* Task requirements:
Give back every record below in full and exactly, but without a single image.

*** Supplied entries Section Begins ***

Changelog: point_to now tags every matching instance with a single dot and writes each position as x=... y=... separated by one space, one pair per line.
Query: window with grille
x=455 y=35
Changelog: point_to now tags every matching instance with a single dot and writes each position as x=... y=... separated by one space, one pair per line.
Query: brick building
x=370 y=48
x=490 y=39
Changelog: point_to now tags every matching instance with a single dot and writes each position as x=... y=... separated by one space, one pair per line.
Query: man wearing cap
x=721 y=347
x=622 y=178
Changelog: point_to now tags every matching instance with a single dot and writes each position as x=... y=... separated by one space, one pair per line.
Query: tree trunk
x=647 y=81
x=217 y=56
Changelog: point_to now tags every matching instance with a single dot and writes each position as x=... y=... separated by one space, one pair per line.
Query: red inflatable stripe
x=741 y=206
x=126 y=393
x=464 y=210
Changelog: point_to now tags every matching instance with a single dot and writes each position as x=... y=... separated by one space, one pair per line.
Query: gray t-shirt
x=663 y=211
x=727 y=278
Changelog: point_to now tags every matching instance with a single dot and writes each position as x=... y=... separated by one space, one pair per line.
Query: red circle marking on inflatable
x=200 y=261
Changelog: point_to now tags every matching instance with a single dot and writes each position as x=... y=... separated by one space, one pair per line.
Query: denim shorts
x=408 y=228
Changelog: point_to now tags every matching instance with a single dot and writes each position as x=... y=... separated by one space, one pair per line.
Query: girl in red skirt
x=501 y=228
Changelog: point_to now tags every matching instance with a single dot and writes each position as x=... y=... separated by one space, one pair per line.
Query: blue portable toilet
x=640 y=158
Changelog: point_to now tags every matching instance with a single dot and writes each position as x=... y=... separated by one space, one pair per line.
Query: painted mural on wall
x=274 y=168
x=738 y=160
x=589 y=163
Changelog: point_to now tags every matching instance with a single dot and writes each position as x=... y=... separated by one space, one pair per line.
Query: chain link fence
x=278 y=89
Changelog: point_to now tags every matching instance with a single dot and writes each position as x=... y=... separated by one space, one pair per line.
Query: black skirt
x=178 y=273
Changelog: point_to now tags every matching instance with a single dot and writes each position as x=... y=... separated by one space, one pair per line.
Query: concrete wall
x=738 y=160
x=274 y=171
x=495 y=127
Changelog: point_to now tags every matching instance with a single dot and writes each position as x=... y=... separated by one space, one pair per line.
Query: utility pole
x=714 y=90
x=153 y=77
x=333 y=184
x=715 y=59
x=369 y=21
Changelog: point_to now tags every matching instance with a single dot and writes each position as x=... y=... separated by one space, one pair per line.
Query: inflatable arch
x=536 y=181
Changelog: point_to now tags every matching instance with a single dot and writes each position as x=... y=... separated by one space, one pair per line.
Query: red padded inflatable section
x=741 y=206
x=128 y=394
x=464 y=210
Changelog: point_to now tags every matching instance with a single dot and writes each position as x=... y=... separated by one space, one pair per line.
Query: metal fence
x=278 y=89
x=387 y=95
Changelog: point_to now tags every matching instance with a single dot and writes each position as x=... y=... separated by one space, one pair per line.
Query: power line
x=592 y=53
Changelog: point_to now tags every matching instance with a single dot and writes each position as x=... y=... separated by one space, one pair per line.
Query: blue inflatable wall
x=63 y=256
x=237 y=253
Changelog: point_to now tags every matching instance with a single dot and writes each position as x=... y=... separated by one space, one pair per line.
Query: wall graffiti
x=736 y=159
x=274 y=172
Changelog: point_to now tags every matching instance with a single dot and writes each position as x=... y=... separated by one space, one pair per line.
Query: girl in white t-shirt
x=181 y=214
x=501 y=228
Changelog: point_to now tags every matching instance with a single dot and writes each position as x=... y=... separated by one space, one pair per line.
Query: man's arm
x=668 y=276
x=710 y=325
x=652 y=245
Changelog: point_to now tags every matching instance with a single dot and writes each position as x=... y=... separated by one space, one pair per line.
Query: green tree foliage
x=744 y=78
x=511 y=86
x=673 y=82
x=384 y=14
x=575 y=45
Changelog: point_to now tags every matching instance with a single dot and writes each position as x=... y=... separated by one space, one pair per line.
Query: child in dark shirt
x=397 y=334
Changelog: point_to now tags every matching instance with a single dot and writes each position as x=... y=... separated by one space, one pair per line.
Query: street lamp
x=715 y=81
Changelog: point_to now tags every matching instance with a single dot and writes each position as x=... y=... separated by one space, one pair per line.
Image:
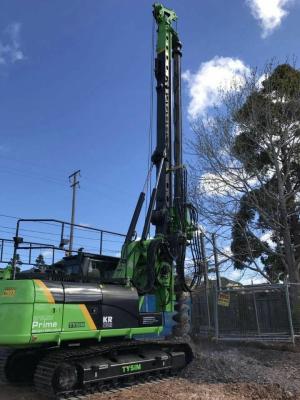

*** Supplied entries Section Ends ***

* Your response:
Changelog: point_to now tags every matching instance with a single dot and writes each position as x=... y=... separated by one space, one pair per line.
Query: window with grille
x=455 y=35
Changelog: point_to now tags every matching instance with a single dot and writes each position as x=... y=... separated by one space, one pair per line.
Query: brick building
x=370 y=48
x=490 y=39
Changelog: point_to now tags every matching instance with a single dot and writes each position as x=... y=... separated by one space, one pair per line.
Query: man wearing cap
x=721 y=347
x=622 y=178
Changelog: point_to now tags every matching instance with a single dot and writes each position as x=... y=... separated by one space, one pair per line.
Query: tree trunk
x=647 y=81
x=217 y=56
Changelog: point_to now tags every matching instance with a single dot and writes each position as x=... y=... separated by one space, one pair per line.
Query: red inflatable stripe
x=741 y=206
x=126 y=393
x=464 y=210
Changelog: point_to now tags every matching instance with a single dot and writes each position as x=... y=... separated by one space, one pair per line.
Query: gray t-shirt
x=663 y=211
x=727 y=278
Changelog: point_to now tags every matching instance with a single dot and writes each position as x=... y=... separated by one space, one pair per line.
Query: red circle marking on inflatable
x=200 y=261
Changelog: point_to now tags every matching instance with a single dot and writes each position as x=... y=... separated by one space, one pair per line.
Query: denim shorts
x=408 y=228
Changelog: point_to now tags every matching instance with a single dot and writes each position as x=... y=... separated by one space, one pair per line.
Query: girl in red skirt
x=501 y=228
Changelog: point_to now tags every matching instance with a single dot and writes each position as x=... y=... separated by one space, one pair per line.
Query: blue portable toilet
x=640 y=158
Changelog: point_to now tags every matching instance with a single dot and writes each position as x=... y=... separated by one space, one pair per line.
Query: painted mural on wall
x=274 y=168
x=738 y=160
x=589 y=163
Changelog: point_to now tags every matching instance with a single dot and writes each position as x=... y=... separated by one space, one pair per line.
Query: chain link fence
x=278 y=89
Changelog: point_to now tags every matching instance with a single dot and writes each position as x=... y=... separated by one space, one pair per line.
Query: black skirt
x=178 y=273
Changelog: point_to now tags every matching instance with a single dot and writes each position as x=... y=... separated by one space, one pair per line.
Query: concrete wall
x=738 y=160
x=274 y=171
x=495 y=127
Changelog: point_to now tags every matching instance with a single dot and writes each position as x=... y=... separated by one space, one pair per line.
Query: utility pole
x=714 y=90
x=153 y=77
x=333 y=184
x=715 y=59
x=369 y=21
Changelog: point_to now tags every matching instance with a single dot and writes each position as x=... y=... separated by one space, one pair per line.
Query: inflatable arch
x=536 y=181
Changelog: point_to now tags every matching instance with a single dot and writes each position as x=... y=... separated by one space, one pair per line.
Query: red padded inflatable section
x=741 y=206
x=128 y=394
x=464 y=210
Changelog: point_to now tags every matching instance with a single dot and writes each position as x=... y=... separated by one space, one pair per line.
Query: metal fence
x=278 y=89
x=387 y=95
Changelog: point_to now tags every matching instance with a single dot and writes each position as x=... y=... separated by one space, one pair per line.
Query: power line
x=592 y=53
Changelog: point_to now tags every matching instance with a single dot and writes each position as x=... y=... separated by one space, one pair per line.
Query: blue inflatable wall
x=63 y=256
x=237 y=253
Changelog: point_to now tags every matching instance with a single dot and writes each position as x=... y=... separated by one space, one pair per line.
Query: wall graffiti
x=736 y=159
x=274 y=172
Changelog: point_to now tags every matching instance with a single dot and writes each position as x=... y=... separated by one space, one pair per line.
Query: girl in white t-shirt
x=181 y=214
x=501 y=228
Changelog: point_to now tags every matching instance with a single dot and writes each position as x=... y=... separated by one space, one pair per line.
Query: man's arm
x=668 y=276
x=710 y=325
x=652 y=245
Changelog: point_to now tags every matching instance with a single dot and writes each position as x=... y=... separated by one space, one pair per line.
Query: green tree foliage
x=744 y=78
x=511 y=86
x=673 y=82
x=384 y=14
x=575 y=45
Changelog: point_to now tags every matching instance with a single dot and writes each position as x=... y=... separated by one space, one pair per line.
Query: child in dark shirt
x=397 y=334
Changelog: point_to now tags every matching instance with a single dot and writes each position as x=... y=... separated by one space, one pair per line.
Query: street lamp
x=715 y=81
Changelog: point_to now tags every matching instance with a single dot and writes each position as x=... y=... separated by one space, one pair per line.
Image:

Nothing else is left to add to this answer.